**Source**

»»

The confusion comes in not knowing who to believe.



Not quite. Being gay itself is different than engaging in gay sex. A straight man can engage in sex with another man, but that doesn't make him gay.

I don't define myself as a gay man simply because I have (or more to the point, have had) gay sex with men.



I have to ask: have you read this whole thread? I don't do anything sexually with other men. So in that respect, I'm not sinning.

As for asking God to forgive me for actually being gay - well, I used to. But it was more in the context of "apologizing for something I don't need to apologize for". It was me expressing disgust with myself for being this way. It was kinda like telling God I was sorry for liking chocolate, when I really can't help the fact that I like chocolate. The condition of liking chocolate in and of itself is NOT wrong. I can try to TELL myself I don't like chocolate, but that would be an utter lie. So for me to actually ask God to forgive me for being gay seems a bit pointless. I don't think He holds it against me, because I didn't actively and consciously CHOOSE to be gay. It just developed. It happened.



I've done that already.



Been there, done that.



I've done that, and I think it's the only way I've been able to refrain from engaging in gay sex.



If you haven't read the entire thread, it might interest you to know that I haven't had sex with anyone in 15 years.



Some would say that's a matter of personal opinion that can only be judged by someone who has experienced both things. Have you experienced urges to have gay sex? Most likely not. Likewise, I haven't had urges to do drugs - though I WILL say I have alcoholic tendencies - particularly when it comes to hard liquor - and if I don't strive to keep them in check, I can easily fall into a pattern where I want to get drunk all the time. So I'm not TOTALLY oblivious to substance addiction. But I wouldn't presume to say that my urges are stronger or weaker than the urges someone else experiences for a different bondage.



Some days I strive for that more strongly than others. I imagine a lot of people are like that. I try to do my best to trust Him to guide me.

good for you wcrob.. i like you and how you say things.

««

**Records**

»»

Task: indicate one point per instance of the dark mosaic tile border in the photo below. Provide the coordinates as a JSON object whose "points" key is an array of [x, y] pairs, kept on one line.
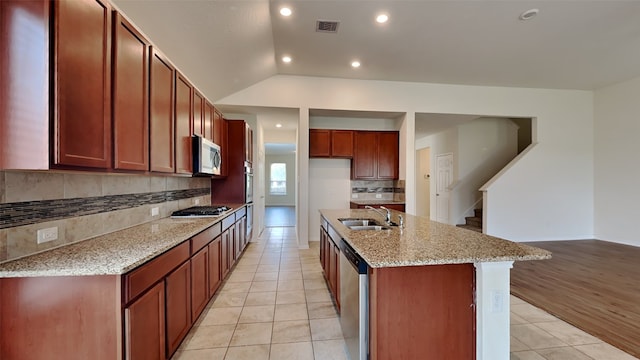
{"points": [[33, 212]]}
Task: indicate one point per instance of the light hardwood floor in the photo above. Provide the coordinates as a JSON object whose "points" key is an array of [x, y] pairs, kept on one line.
{"points": [[591, 284]]}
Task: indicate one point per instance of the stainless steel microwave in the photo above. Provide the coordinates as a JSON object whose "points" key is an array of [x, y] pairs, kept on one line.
{"points": [[206, 157]]}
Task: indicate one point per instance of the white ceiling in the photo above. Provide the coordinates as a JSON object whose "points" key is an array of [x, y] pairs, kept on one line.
{"points": [[224, 46]]}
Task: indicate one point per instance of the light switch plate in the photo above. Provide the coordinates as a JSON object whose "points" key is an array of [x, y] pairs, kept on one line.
{"points": [[48, 234]]}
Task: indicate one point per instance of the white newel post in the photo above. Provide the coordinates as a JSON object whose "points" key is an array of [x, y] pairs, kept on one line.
{"points": [[492, 310]]}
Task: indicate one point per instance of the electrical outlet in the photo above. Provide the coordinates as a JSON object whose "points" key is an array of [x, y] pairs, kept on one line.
{"points": [[48, 234]]}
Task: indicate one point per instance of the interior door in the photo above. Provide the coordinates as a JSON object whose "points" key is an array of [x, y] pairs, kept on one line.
{"points": [[444, 174]]}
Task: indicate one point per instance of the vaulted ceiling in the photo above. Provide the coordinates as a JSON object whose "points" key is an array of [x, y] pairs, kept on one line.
{"points": [[226, 46]]}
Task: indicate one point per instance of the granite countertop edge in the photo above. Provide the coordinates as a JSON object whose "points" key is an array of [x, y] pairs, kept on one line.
{"points": [[115, 253], [426, 242]]}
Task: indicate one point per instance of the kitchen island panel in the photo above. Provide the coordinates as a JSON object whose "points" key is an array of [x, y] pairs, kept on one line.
{"points": [[437, 320]]}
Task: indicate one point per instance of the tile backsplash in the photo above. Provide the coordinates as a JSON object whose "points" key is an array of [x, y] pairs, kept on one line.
{"points": [[390, 190], [83, 205]]}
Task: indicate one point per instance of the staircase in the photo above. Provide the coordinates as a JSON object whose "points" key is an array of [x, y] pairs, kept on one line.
{"points": [[473, 222]]}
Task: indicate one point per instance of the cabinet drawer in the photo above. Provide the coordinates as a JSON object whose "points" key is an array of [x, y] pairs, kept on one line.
{"points": [[228, 221], [204, 238], [140, 279]]}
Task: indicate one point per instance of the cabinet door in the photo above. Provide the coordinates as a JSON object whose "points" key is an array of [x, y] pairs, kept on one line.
{"points": [[387, 155], [322, 245], [198, 107], [333, 268], [220, 137], [178, 299], [130, 97], [208, 121], [161, 114], [224, 254], [199, 282], [319, 143], [184, 115], [144, 326], [363, 166], [81, 83], [342, 143], [214, 265], [24, 85]]}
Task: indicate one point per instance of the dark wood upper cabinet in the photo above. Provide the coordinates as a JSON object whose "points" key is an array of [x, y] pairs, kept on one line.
{"points": [[388, 159], [82, 84], [208, 120], [342, 143], [325, 143], [24, 85], [198, 106], [220, 137], [319, 143], [363, 166], [375, 155], [130, 97], [184, 116], [161, 121]]}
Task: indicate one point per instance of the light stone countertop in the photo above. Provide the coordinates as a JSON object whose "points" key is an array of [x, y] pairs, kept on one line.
{"points": [[425, 242], [376, 202], [111, 254]]}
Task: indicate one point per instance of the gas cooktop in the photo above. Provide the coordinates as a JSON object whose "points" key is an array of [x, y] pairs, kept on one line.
{"points": [[201, 211]]}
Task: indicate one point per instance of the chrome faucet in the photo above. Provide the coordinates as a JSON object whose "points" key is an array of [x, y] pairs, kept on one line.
{"points": [[387, 216]]}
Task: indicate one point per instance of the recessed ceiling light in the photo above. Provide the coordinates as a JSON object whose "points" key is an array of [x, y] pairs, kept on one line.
{"points": [[382, 18], [285, 11], [529, 14]]}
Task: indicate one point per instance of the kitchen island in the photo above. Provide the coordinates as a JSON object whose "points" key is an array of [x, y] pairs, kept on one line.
{"points": [[435, 290]]}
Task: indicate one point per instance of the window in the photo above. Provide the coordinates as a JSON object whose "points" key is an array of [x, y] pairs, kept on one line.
{"points": [[278, 179]]}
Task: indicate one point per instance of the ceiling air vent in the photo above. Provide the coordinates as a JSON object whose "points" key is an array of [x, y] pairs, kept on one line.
{"points": [[327, 26]]}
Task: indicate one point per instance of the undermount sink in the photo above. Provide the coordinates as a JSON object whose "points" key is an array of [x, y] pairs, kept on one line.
{"points": [[368, 227], [359, 222]]}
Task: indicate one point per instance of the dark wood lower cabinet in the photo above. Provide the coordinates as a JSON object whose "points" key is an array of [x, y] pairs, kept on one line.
{"points": [[143, 314], [199, 282], [178, 297], [215, 277], [144, 326]]}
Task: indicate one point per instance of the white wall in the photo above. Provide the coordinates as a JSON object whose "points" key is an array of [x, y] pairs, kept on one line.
{"points": [[546, 195], [330, 188], [283, 200], [617, 174], [485, 146]]}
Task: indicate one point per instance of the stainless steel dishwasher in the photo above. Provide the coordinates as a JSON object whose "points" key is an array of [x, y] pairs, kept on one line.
{"points": [[354, 302]]}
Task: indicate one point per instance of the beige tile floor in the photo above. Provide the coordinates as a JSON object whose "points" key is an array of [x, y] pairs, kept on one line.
{"points": [[275, 305]]}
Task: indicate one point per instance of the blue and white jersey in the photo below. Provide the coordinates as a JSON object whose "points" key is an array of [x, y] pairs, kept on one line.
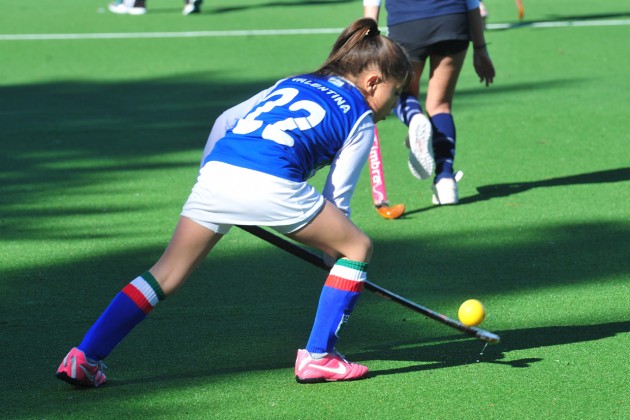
{"points": [[295, 128]]}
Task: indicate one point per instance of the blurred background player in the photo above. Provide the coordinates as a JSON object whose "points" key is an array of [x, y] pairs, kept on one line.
{"points": [[519, 7], [256, 174], [139, 7], [436, 32]]}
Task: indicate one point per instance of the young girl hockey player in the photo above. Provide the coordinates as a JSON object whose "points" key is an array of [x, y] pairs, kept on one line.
{"points": [[256, 174]]}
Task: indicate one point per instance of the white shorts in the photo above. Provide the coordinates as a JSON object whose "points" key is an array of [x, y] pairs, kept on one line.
{"points": [[227, 195]]}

««

**To be done**
1: Translate this sentence from the forum post into Spanish: "Some days I strive for that more strongly than others."
2: Extract every line of the listing that contains the string "countertop". Matching is case-sensitive.

**Solutions per task**
1: Algunos días me esfuerzo por eso con más fuerza que otros.

2:
Task: indicate one point per instance of the granite countertop edge in the photo above. Provide the coordinates as a JSON object whose "points" key is an array of [x, y] pairs, kept on one line.
Task: indicate one point per instance of the light stone countertop in the photo above. Provide the coordinates as a JSON object whose "points" key is an array of [x, y] pairs, kept on one line.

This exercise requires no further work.